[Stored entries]
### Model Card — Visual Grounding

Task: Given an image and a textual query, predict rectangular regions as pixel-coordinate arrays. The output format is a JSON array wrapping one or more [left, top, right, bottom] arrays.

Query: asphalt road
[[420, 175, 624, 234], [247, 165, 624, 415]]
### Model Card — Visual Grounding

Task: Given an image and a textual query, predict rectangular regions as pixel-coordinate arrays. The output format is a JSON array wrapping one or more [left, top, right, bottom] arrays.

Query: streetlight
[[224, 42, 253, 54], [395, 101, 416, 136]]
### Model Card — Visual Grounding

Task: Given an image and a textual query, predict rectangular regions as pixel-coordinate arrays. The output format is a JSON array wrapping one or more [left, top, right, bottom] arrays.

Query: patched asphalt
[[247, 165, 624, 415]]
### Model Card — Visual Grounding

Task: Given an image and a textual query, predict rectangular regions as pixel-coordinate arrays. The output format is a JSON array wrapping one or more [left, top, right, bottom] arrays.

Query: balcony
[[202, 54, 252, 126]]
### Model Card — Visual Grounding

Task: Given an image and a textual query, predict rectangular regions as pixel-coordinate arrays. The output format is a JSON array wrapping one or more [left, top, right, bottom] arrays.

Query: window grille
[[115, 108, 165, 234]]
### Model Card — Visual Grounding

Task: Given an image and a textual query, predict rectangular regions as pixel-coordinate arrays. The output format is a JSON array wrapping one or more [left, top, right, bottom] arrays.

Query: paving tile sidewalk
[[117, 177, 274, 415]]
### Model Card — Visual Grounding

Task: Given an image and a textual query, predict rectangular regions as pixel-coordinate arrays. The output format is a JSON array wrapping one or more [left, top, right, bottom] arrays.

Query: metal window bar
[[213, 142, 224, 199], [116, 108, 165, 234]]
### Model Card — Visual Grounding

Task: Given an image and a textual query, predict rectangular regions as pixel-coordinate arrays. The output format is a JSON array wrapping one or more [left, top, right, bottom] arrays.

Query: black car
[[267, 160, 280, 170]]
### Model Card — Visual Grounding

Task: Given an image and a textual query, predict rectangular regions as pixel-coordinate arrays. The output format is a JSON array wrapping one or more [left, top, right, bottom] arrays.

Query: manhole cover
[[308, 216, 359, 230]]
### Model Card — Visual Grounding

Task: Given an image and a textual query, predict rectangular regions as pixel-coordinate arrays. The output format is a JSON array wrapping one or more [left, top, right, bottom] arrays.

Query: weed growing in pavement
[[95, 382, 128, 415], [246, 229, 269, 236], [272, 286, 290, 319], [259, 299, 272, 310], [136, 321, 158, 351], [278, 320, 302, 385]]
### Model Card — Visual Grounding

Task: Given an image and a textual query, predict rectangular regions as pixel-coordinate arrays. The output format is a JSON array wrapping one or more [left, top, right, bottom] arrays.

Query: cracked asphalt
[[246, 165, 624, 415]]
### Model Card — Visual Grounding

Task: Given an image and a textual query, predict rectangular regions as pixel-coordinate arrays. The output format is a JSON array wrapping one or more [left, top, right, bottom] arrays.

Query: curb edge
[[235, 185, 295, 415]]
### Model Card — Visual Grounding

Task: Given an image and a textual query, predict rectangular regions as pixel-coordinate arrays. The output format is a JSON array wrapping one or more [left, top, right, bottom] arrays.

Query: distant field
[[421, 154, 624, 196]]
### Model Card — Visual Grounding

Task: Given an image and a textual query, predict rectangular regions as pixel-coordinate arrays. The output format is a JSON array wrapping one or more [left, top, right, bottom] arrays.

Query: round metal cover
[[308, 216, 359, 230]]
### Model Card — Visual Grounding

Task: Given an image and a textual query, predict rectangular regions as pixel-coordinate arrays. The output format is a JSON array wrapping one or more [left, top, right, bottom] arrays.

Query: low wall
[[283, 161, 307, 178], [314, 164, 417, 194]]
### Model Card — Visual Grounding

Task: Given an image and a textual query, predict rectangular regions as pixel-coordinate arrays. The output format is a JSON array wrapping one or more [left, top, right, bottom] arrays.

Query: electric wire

WHAT YOU SHOULD DO: Only the lines from the one containing "Query: curb edge" through the end of the entries above should be written out, exactly and in full.

EXPECTED OUTPUT:
Query: curb edge
[[235, 185, 295, 415]]
### Model Card — Visual Grounding

Task: Given an image and a textual query, predict rectangular regions as pixel-coordinate arrays. The output format is a JSON array wrapping one or more [left, top, right, bottom] arrays.

Query: distant field
[[421, 154, 624, 196]]
### Model Card — Visual Grounding

Task: Given an image and a textual query, predict rectangular regions as pixel-coordinate arrays. The output format is a JSON array wrapping one or more [left, top, right, bottom] arrays.

Query: round metal cover
[[308, 216, 359, 230]]
### Model Card — Visual Grounding

Task: Given an image and a textual query, predict rectangular regions as pixel-coordinate arrays. The output format is a JSON array wrapping one or more [left, top, right, bottom] arrays.

Query: low wall
[[283, 161, 307, 178], [314, 164, 417, 194]]
### Model Card — Visual Grounding

Task: Given an image and a textual query, predict rectangular regions as pixel-coordinate arrays. The output format is a JSON array wrapping one or more [left, top, right, bottom] arrays.

Query: electric wire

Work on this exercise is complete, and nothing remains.